### [PASSAGE]
==========

The nurse who dismissed your concerns as a "recording device issue," unhelpful as that seems, was essentially right. Your pacemaker is directly sensing electrical activity at the heart. The wires are actually touching the heart. PVCs and PACs (premature atrial contractions) though inefficient, are "real" heartbeats and the pacemaker will count them as such.

All our other devices are sensing at some distance from the heart. We use them to infer things about the heart, but it's important to remember that they are actually measuring is what's happening at a wrist or fingertip. Does the signal travel that far? Hopefully yes, but sometimes not. Sometimes there will be a discrepancy between what the pacemaker records and what other devices report.

When there is a discrepancy it only makes sense to trust the pacemaker since it is closest to the heart.

For more information on PVCs and why different devices will report differently, see the Youtube video PVCs:Symptoms and Treatment--In Plain English! by Dr. Joshua Cooper. Sorry I don't have the URL.

Hope this helps.

Low Rate

by Flo - 2022-01-27 15:51:01

I was upset a few months ago when I felt my heart beating irregularly (PVCs) and checked my oximeter to find the pulse rate was dropping below my low set rate of 60.  I read an older posting concerning same on this forum saying oximeters, etc do not always detect the weak premature beat and show a low HR.  It made sense and was good to know.

Thanks for all the replies

by fxdci200522 - 2022-01-27 16:41:34

If the drops below were of  short duration I could agree, but most that have been caught are 12 to 20 seconds in duration.  The longest one caught was 126 seconds.  As a look at the loggings the thing that strikes me odd is why did it drop to only 52 and stay there for 100 seconds.  My low rate pre-PM was typically 42/44.  So I think that there may be some value in suggesting something is going on with the O2RING.

==========

### [PROBLEMS AND TASKS]
1. Please list every duration in seconds that the pacemaker discussion above mentions.
2. Write the next part of the pacemaker discussion above, beginning after its final sentence.

### [SOURCE DATA]

==========

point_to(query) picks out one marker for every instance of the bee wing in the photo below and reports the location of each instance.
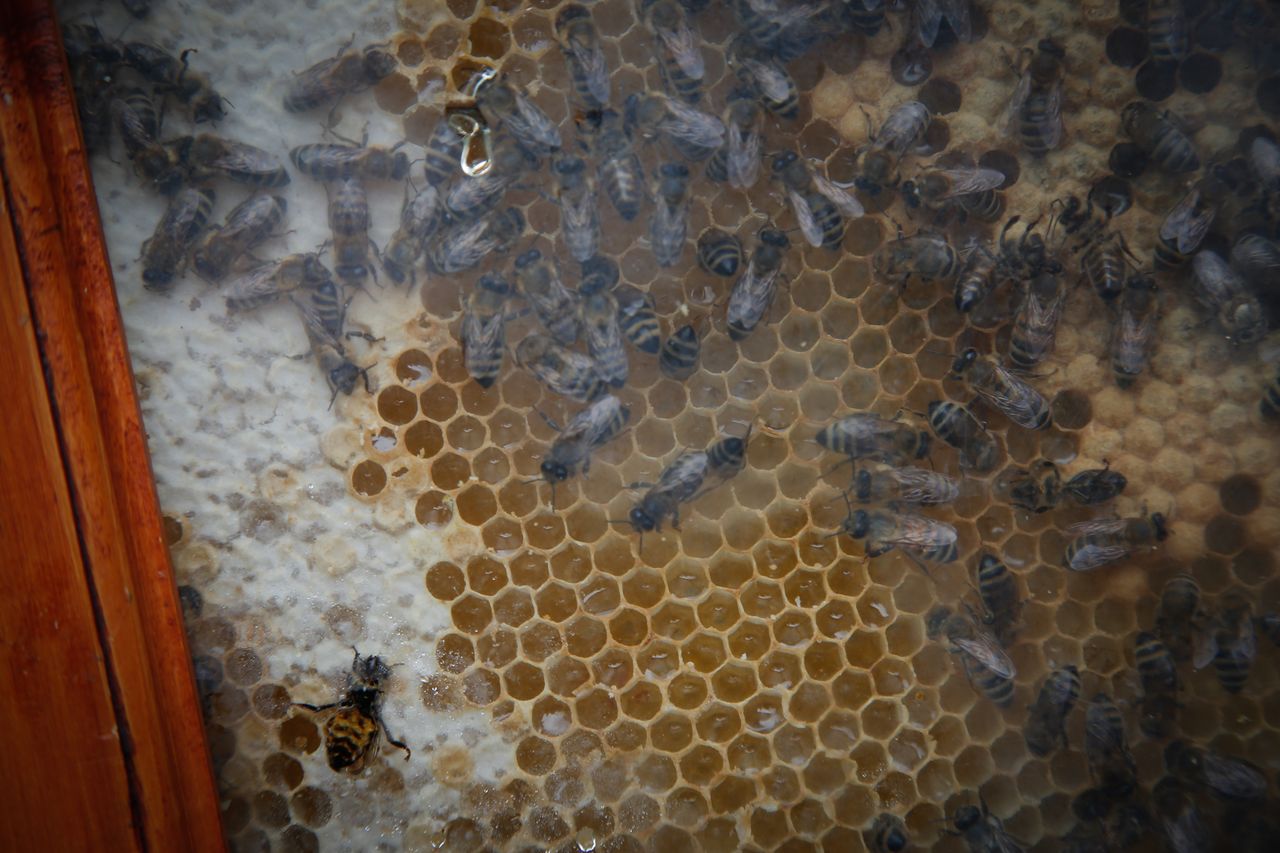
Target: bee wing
(809, 226)
(842, 199)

==========

### [ANSWERS TO THE EXERCISE]
1. 12 seconds, 20 seconds, 126 seconds, 100 seconds

2.
Today the cardiologist enabled bipolar pacing and hopefully as someone has mentioned the heart is somewhat objecting to being paced and will adjust asI feel crappy.

Low rate

by AgentX86 - 2022-01-28 12:18:53

100 seconds is a very short time.  When it  happened to me, it was an hour or more. I had the problem until they raised my minimum rate to 80bpm and it's been there since I got the pacemaker four years ago.

Sorry you're not feeling good

by Gotrhythm - 2022-01-28 13:52:47

You seem to be under the impression that PVCs (if they occur at all) only happen once or twice. Not true.

You can have just one PVC and then no more, or PVCS randomly spaced over several minutes, or the PVCs can even become "regular."  When I was having bigeminy--one PVC every other beat--my pulse measured by my pulse/oxymeter was 35, exactly one-half my pacemaker setting of a minimum of 70 bpm. It could go on for anywhere from a couple of minutes to several hours.

A person can also have one PVC out of every three beats (trigeminy) one in four (quatrageminy.) The list goes on.

One or two PVCs randomly spaced over several minutes probably won't make a noticeable difference in how you feel. A lot of them, occuring frequently will make you feel terrible or "crappy" to use your word.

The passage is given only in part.